757. Yo perdí a mi Hijo santísimo en cuanto a la presencia corporal y, aunque fue con esperanza de hallarle, el amor y la duda de la causa de su ausencia no me dieron reposo hasta volver a hallarle. Esto quiero que tú imites, carísima, ahora le pierdas por culpa tuya o por industria suya. Y para que no sea por castigo, lo debes procurar con tanta fuerza, que ni la tribulación, ni la an­gustia, ni la necesidad, ni el peligro, ni la persecución, ni el cuchillo, lo alto ni profundo dividan entre ti y tu bien (Rom 8, 35); pues si tú eres fiel como se lo debes y no le quieres perder, no serán poderosos para privarte de él los ángeles, ni principados, ni potestades, ni otra alguna criatura (Rom 8, 38). Tan fuerte es el vínculo de su amor y sus cade­nas, que nadie las puede romper si no es la misma voluntad de la criatura.
CAPITULO 5
Después de tres días hallan María santísima y San José al infante Jesús en el Templo disputando con los doctores.
※
**Tareas por hacer**
1 – Según el texto para leer, ¿después de cuántos días hallan María santísima y San José al infante Jesús en el Templo?
2 – Copia otra vez el texto para leer entre "757. Yo perdí" y "de la criatura.", ambos incluidos, y sustituye "carísima" por "querida".

[Elementos de un conjunto de datos]
※
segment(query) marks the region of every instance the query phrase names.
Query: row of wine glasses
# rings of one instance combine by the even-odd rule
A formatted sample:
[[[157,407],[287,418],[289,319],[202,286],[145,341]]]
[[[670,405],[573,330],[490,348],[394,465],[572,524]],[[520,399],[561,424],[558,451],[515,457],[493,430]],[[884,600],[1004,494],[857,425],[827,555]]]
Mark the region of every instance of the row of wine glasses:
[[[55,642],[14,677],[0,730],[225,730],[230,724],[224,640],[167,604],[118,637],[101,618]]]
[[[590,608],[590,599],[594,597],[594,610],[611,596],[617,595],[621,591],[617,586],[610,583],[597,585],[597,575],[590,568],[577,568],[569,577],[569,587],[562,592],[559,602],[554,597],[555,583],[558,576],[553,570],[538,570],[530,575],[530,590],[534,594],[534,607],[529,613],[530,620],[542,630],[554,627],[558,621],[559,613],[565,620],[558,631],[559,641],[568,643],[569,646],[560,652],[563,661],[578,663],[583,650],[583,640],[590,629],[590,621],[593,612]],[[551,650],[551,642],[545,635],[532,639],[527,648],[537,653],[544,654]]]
※
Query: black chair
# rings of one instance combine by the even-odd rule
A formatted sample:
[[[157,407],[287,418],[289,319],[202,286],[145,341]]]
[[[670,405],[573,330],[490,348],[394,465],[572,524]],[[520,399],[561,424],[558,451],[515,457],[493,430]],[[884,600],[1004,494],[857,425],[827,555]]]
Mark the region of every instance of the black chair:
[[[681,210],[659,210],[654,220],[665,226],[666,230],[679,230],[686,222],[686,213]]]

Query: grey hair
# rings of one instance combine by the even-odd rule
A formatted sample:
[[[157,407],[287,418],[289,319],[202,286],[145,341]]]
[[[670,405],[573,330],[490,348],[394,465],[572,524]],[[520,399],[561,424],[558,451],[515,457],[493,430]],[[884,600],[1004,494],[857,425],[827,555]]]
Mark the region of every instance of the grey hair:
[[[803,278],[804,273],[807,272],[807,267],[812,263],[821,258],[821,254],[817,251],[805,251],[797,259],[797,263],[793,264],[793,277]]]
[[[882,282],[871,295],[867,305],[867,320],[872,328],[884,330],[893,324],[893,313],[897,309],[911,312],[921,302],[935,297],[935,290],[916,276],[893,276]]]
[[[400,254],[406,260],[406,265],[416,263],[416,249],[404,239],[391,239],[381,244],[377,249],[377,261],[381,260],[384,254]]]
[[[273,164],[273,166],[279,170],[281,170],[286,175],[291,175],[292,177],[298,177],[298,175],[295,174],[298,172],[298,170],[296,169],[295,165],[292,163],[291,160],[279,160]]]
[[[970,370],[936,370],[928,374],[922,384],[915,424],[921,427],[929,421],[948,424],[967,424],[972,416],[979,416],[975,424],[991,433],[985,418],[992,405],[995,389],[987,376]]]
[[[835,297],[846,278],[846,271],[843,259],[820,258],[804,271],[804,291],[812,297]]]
※
**Las soluciones**
1 – Después de tres días.

2 –
757. Yo perdí a mi Hijo santísimo en cuanto a la presencia corporal y, aunque fue con esperanza de hallarle, el amor y la duda de la causa de su ausencia no me dieron reposo hasta volver a hallarle. Esto quiero que tú imites, querida, ahora le pierdas por culpa tuya o por industria suya. Y para que no sea por castigo, lo debes procurar con tanta fuerza, que ni la tribulación, ni la an­gustia, ni la necesidad, ni el peligro, ni la persecución, ni el cuchillo, lo alto ni profundo dividan entre ti y tu bien (Rom 8, 35); pues si tú eres fiel como se lo debes y no le quieres perder, no serán poderosos para privarte de él los ángeles, ni principados, ni potestades, ni otra alguna criatura (Rom 8, 38). Tan fuerte es el vínculo de su amor y sus cade­nas, que nadie las puede romper si no es la misma voluntad de la criatura.